===== Given text =====
The Gosiodo Chon almost killed attempts to reconnect to the hive, but is unable to. It comes across a woman carrying a baby. He notes that they look human but are in fact made of nanites. The Gosiodo wants to kill them, but can’t, something in his programming is preventing him.

The Specials fight their way through the Gosiodo-infested topside, toward the dead city. Along the way, Acrona is killed. This disheartens the others as Acrona was the oldest living Special. Chon wants to give up and go home, but Dead Eye won’t let him. Meanwhile, the Singularity has sensed the approach of the Specials and fears they will ruin the coming of the "Masters". The woman with the baby appears at the free city and asks to be let in. When the humans allow her entrance, however, she tells them that she is, in fact, a bomb and subsequently explodes, killing everyone.

At the edge of the Dead City, the Specials feel the deaths of so many humans. Again Chon and some of the other talk about giving up, but before they can move, Gosiodo surround them. The Specials fight their way to the center of the city and the Singularity. They arrive just as the mother ships of the Masters appear in the sky. The Specials attack the Singularity, but it makes short work of them, killing most of them, including Chon. Only Dead Eye and one other Special, Gunnar are left alive.

The "Masters" land. We learn that they are an alien race that sent the nanites. (The nanites infect one person, creating the Singularity, which then wipes out all life on the planet and terraforms it for the Master's use). But this Singularity's programming was corrupted somewhere along the way, which is why it's struggled to finish off mankind. The Master kills the Singularity only to discover that there is a second Singularity, the disconnected Gosiodo. The Masters kill this as well, but before they can, Dead Eye injects the virus, which infects not only the Singularity, but also the Masters. The nanites are destroyed, but the virus causes a giant explosion, which kills everyone, save a single baby.

==Characters==
- Bobby Hennigan was once a regular guy, but when the nanites first came to Earth they took him over. For a while, he tried to do good with his newfound powers, but, soon, he went crazy and began killing everyone.
- Chon, distinguished by the dragon tattoo on his face, is the protagonist of the story. He becomes a Special when his city is destroyed by Gosiodo. He has the ability to turn his arm into a gooey substance which disables the Gosiodo. He is one of the seven Specials sent to destroy the Singularity.
- Geneva has black hair and carries swords. She also appears in the short story from IDW's Tales of Terror.
- Acrona is the oldest Special, even though she looks like a little girl. She is able to blow things up with a burst of green light.
- Deadeye is a Special whose eyes were eaten by nanites before they bonded with him. One of the seven Specials sent to destroy the Singularity, he is able to fight with a 'Nano-Sword'.
- Gunnar is a Special who is able to make guns from nothing.
- Gallis is the Special on the mission who can communicate with the free city. He has a chip implanted in his head which allows him to hear what the Professor is saying. He is the one who realizes when the bomb goes off and destroys the city.
- Makko is a Special who can make hard weapons from nothing. The character is also notable for being the only human with brightly colored hair, in this case, blonde.

==Themes==
The series explores nanotechnology and its potential effects on human society. Templesmith, fascinated with the concept, has said that "nanotechnology will be like a tidal wave in a kiddie pool, compared to the information revolution our society has apparently recently gone through. It will transform everything." The comic also grapples with the moral and religious implications of technology. In writing about how nanites would allow humanity to play with the very molecules that society is made out of, and thus turn ordinary humans into gods, Templesmith is able to compare technological advancements with religious miracles and ask important questions about destiny and humanity's fate.

==Collected editions==
IDW released a collection ("Singularity 7 TPB") with all four issues January 26, 2005 (ISBN 1932382534).
=====
Questions to answer:
a: Transcribe the part of the Singularity 7 article that opens with the words containing "- Chon, distinguished" and closes with "with a 'Nano-Sword'.".
b: According to the Singularity 7 article, why has the Singularity struggled to finish off mankind? Answer in one to three sentences.
===== Data =====
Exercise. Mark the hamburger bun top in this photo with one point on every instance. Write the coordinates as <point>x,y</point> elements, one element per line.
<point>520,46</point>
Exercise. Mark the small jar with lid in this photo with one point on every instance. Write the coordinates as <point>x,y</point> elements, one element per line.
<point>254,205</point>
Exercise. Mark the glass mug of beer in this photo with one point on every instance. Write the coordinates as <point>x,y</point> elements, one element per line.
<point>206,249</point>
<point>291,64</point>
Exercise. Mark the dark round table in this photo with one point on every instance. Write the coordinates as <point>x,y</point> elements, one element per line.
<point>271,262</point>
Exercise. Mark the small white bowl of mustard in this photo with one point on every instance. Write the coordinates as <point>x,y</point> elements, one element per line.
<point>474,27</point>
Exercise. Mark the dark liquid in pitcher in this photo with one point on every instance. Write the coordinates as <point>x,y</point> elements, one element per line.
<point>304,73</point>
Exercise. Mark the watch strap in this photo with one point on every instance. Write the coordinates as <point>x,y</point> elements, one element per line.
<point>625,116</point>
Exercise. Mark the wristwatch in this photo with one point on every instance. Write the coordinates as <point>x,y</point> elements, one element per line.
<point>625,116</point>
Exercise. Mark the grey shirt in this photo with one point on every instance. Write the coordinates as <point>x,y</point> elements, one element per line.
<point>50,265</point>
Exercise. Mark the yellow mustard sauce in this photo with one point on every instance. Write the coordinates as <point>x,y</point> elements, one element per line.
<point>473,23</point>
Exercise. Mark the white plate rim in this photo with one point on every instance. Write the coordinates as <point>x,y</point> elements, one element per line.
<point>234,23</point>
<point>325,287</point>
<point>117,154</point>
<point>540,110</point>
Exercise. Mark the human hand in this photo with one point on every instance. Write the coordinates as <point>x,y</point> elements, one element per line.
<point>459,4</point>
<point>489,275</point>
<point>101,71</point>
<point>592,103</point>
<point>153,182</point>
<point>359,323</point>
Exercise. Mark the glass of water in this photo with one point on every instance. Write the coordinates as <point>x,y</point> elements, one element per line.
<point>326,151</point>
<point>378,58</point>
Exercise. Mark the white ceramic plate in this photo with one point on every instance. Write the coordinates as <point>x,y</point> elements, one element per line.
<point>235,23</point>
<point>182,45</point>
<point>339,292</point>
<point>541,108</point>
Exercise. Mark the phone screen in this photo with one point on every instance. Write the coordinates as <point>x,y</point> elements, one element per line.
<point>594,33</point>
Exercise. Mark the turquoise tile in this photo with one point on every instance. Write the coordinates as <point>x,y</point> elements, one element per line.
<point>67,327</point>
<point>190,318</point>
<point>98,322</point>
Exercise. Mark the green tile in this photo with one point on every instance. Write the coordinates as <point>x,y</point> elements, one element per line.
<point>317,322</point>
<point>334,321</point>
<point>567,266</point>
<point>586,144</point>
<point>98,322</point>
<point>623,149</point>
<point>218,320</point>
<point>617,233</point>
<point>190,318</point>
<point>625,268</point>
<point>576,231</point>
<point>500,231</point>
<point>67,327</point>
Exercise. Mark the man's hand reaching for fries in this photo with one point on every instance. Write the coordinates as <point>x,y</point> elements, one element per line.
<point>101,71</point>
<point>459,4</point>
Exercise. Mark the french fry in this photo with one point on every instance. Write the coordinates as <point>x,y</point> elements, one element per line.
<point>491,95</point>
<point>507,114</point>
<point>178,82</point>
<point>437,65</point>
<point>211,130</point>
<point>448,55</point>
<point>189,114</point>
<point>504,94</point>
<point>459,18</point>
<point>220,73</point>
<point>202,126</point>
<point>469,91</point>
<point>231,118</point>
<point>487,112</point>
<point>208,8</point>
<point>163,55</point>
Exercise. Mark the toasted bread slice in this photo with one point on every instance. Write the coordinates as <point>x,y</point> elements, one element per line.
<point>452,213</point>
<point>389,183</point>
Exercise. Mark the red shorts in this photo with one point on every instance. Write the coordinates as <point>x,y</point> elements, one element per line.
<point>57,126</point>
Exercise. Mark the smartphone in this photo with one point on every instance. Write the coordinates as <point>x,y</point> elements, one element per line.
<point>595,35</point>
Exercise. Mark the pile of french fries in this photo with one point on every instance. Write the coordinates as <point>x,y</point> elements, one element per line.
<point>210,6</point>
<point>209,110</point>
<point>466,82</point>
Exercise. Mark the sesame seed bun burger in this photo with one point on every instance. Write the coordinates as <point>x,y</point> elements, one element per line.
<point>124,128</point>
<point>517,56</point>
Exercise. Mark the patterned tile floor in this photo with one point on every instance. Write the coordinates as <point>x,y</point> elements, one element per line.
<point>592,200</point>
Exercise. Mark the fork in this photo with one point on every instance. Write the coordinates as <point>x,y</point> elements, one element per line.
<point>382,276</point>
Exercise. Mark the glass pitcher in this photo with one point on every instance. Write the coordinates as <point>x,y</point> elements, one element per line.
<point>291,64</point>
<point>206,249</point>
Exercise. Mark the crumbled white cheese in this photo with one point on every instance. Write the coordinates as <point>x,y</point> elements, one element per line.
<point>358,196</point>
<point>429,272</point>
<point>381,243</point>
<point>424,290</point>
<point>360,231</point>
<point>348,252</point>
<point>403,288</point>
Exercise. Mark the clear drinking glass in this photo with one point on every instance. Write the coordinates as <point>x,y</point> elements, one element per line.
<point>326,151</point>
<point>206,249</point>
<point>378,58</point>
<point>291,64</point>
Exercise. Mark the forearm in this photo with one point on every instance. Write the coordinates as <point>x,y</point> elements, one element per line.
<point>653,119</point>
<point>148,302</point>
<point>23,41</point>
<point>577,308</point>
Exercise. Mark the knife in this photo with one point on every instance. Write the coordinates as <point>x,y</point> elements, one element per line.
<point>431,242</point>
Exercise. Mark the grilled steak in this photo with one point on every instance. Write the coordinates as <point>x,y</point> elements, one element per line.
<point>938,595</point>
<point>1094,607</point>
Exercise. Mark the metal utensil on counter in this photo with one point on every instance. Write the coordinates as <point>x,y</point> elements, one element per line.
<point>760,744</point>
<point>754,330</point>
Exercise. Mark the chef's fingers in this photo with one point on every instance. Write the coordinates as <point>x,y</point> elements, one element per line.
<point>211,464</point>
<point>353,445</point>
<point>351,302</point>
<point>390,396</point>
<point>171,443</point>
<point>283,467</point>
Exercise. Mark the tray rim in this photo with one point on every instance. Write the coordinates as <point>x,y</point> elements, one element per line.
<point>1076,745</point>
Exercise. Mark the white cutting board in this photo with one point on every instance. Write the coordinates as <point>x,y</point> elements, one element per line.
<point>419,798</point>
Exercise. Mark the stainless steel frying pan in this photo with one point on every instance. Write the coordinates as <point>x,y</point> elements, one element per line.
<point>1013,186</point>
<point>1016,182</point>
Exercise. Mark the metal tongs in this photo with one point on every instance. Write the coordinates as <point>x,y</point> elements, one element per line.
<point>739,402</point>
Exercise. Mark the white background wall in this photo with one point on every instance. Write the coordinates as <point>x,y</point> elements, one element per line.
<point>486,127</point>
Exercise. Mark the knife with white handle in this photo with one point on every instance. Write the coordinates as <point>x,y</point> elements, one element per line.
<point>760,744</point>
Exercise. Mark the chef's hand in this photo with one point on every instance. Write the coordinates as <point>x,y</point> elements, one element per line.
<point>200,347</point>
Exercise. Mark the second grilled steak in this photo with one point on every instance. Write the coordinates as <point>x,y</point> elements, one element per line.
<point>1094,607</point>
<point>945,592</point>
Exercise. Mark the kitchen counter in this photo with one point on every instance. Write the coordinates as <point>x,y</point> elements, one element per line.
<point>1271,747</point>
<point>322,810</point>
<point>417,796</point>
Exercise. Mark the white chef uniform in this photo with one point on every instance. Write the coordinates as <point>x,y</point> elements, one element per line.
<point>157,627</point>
=====
Responses to the tasks:
a:
- Chon, distinguished by the dragon tattoo on his face, is the protagonist of the story. He becomes a Special when his city is destroyed by Gosiodo. He has the ability to turn his arm into a gooey substance which disables the Gosiodo. He is one of the seven Specials sent to destroy the Singularity.
- Geneva has black hair and carries swords. She also appears in the short story from IDW's Tales of Terror.
- Acrona is the oldest Special, even though she looks like a little girl. She is able to blow things up with a burst of green light.
- Deadeye is a Special whose eyes were eaten by nanites before they bonded with him. One of the seven Specials sent to destroy the Singularity, he is able to fight with a 'Nano-Sword'.

b: Somewhere along the way, the Singularity's programming was corrupted. That corruption is why it has struggled to finish off mankind, instead of wiping out all life on the planet and terraforming it for the Masters as the nanites were meant to do.